● Stated exercise
Reproduce word for word the lines of the records below, starting at the line that contains "Would you be able to indicate the white metal" and continuing through the last line of the records.

● Data excerpts
_ _ _

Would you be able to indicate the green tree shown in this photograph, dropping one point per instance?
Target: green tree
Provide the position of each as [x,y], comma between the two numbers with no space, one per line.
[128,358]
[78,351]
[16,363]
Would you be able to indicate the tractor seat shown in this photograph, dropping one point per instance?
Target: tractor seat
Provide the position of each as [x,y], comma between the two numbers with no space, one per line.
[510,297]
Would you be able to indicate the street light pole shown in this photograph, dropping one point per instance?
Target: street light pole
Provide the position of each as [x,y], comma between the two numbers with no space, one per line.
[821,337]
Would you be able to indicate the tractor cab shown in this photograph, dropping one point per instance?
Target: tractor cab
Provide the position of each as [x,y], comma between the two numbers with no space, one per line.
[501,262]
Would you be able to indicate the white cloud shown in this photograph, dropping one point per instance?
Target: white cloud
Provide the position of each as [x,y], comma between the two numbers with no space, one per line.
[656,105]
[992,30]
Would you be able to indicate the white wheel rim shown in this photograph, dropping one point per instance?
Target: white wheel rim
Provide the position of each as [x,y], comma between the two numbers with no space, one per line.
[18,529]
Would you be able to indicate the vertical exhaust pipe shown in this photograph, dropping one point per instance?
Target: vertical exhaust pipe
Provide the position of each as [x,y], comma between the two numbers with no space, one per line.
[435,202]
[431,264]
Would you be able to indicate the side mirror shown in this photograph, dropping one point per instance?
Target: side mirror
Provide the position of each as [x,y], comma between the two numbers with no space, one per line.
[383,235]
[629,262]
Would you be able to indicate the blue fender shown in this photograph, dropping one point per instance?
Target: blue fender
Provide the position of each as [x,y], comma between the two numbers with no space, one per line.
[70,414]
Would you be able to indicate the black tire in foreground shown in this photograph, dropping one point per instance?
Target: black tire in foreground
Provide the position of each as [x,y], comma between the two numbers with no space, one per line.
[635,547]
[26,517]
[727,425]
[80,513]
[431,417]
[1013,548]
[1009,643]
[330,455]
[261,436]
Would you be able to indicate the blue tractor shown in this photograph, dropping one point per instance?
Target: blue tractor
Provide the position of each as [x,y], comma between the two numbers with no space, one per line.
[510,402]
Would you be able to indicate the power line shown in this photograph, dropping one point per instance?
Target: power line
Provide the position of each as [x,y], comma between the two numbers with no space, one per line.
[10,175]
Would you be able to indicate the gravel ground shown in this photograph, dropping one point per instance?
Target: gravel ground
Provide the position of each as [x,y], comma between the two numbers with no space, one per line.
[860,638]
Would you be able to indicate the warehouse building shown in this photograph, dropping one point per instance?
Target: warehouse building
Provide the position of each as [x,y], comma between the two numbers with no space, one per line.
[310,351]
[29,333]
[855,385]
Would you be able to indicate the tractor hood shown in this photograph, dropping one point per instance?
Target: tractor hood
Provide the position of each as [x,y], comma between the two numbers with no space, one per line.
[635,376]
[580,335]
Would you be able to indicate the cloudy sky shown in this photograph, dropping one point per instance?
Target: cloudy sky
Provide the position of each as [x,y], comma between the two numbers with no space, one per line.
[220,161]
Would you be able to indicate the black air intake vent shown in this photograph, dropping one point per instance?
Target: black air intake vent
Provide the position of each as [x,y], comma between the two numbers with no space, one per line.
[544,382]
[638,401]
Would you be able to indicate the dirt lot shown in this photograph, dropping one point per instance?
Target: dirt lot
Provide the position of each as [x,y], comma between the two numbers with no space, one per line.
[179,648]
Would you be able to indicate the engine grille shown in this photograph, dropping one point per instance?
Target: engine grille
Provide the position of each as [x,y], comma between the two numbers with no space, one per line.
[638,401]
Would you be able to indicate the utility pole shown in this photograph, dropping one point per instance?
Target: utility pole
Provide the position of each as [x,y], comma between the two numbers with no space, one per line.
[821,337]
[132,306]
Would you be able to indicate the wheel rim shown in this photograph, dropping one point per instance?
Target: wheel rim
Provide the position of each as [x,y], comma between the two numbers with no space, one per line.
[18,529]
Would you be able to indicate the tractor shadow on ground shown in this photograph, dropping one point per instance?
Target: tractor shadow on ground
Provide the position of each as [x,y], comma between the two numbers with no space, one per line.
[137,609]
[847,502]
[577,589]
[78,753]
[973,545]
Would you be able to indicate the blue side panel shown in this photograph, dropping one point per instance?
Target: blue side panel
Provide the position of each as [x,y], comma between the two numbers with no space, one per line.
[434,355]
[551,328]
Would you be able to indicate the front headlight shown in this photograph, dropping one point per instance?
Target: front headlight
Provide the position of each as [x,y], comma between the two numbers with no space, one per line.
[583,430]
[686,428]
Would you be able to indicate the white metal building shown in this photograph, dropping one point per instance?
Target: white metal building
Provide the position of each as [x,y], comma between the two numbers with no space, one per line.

_ _ _

● The answer
Would you be able to indicate the white metal building shown in this photograph, dropping one point per instance?
Target: white metal building
Provide the position of each as [x,y], comma between the two numbers with no space, one per line.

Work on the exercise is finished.